Written task »
Rewrite the items below so that every "polygon" becomes "mask", keeping everything else unchanged.

Dataset »
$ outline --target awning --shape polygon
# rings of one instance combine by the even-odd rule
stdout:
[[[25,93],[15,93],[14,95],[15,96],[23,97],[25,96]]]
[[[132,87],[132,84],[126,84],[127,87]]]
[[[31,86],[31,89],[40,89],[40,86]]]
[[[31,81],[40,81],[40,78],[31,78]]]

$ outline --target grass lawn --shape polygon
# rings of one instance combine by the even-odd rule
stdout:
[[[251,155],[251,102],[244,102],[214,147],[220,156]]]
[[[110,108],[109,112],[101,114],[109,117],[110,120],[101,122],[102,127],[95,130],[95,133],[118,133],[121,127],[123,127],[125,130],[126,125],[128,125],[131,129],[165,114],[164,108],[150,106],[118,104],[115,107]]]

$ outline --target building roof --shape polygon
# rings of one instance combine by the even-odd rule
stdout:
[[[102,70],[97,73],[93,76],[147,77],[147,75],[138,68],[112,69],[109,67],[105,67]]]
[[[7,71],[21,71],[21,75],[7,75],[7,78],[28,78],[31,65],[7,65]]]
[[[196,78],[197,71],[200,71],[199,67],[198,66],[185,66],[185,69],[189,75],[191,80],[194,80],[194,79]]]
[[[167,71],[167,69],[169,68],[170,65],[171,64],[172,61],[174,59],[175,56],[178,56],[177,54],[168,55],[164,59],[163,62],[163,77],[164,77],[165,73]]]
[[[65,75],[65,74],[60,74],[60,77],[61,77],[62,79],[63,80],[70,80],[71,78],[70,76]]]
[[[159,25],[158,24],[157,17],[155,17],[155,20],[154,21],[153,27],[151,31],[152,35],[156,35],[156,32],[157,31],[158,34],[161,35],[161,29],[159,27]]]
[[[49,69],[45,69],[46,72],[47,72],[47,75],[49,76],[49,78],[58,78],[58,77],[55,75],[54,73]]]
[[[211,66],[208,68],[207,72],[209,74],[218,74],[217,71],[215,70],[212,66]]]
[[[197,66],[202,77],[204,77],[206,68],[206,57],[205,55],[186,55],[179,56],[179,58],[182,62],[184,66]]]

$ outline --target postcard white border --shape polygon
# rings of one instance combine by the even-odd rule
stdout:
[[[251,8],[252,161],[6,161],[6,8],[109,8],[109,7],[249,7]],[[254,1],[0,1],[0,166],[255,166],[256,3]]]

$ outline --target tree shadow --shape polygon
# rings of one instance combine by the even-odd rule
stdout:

Solution »
$ outline --target awning --shape mask
# rings of one instance combine by the even-odd rule
stdout:
[[[25,93],[15,93],[14,95],[15,96],[23,97],[25,96]]]
[[[132,87],[132,84],[126,84],[127,87]]]
[[[31,86],[31,89],[40,89],[40,86]]]
[[[31,81],[40,81],[40,78],[31,78]]]

$ outline --target grass lawn --shape mask
# rings of one instance combine by the even-odd rule
stdout:
[[[251,155],[251,102],[244,102],[214,147],[220,156]]]
[[[110,108],[109,112],[101,114],[109,117],[110,120],[101,122],[102,127],[95,130],[95,133],[118,133],[121,127],[123,127],[125,130],[126,125],[128,125],[131,129],[165,114],[164,108],[150,106],[118,104],[115,107]]]

$ outline --target building roof --shape mask
# rings of one instance combine by the even-odd rule
stdout:
[[[102,70],[97,73],[93,76],[147,77],[147,75],[138,68],[112,69],[109,67],[105,67]]]
[[[7,71],[21,71],[21,75],[7,75],[7,78],[28,78],[31,65],[7,65]]]
[[[196,78],[197,71],[200,71],[199,67],[198,66],[185,66],[185,69],[189,75],[191,80],[194,80],[194,79]]]
[[[167,71],[167,69],[169,68],[170,65],[171,64],[172,61],[174,59],[175,56],[178,56],[177,54],[168,55],[164,59],[163,62],[163,77],[164,77],[165,73]]]
[[[65,75],[65,74],[60,74],[60,77],[61,77],[62,79],[63,80],[70,80],[71,78],[70,76]]]
[[[159,25],[158,24],[157,17],[155,17],[155,20],[154,21],[153,27],[151,31],[152,35],[156,35],[156,32],[157,31],[158,34],[161,35],[161,29],[159,27]]]
[[[49,69],[45,69],[46,72],[47,72],[47,75],[49,76],[49,78],[58,78],[58,77],[55,75],[54,73]]]
[[[211,66],[208,68],[207,72],[209,74],[218,74],[217,71],[215,70],[212,66]]]
[[[197,66],[202,77],[204,77],[206,68],[206,57],[205,55],[186,55],[179,56],[179,58],[182,62],[184,66]]]

$ outline --target postcard white border --shape mask
# rings of one instance combine by the even-odd rule
stdout:
[[[251,8],[252,161],[6,161],[6,8],[109,8],[109,7],[249,7]],[[254,1],[0,1],[0,166],[255,166],[256,3]]]

$ outline --target tree shadow --shape mask
# rings of one instance combine by the even-odd rule
stdout:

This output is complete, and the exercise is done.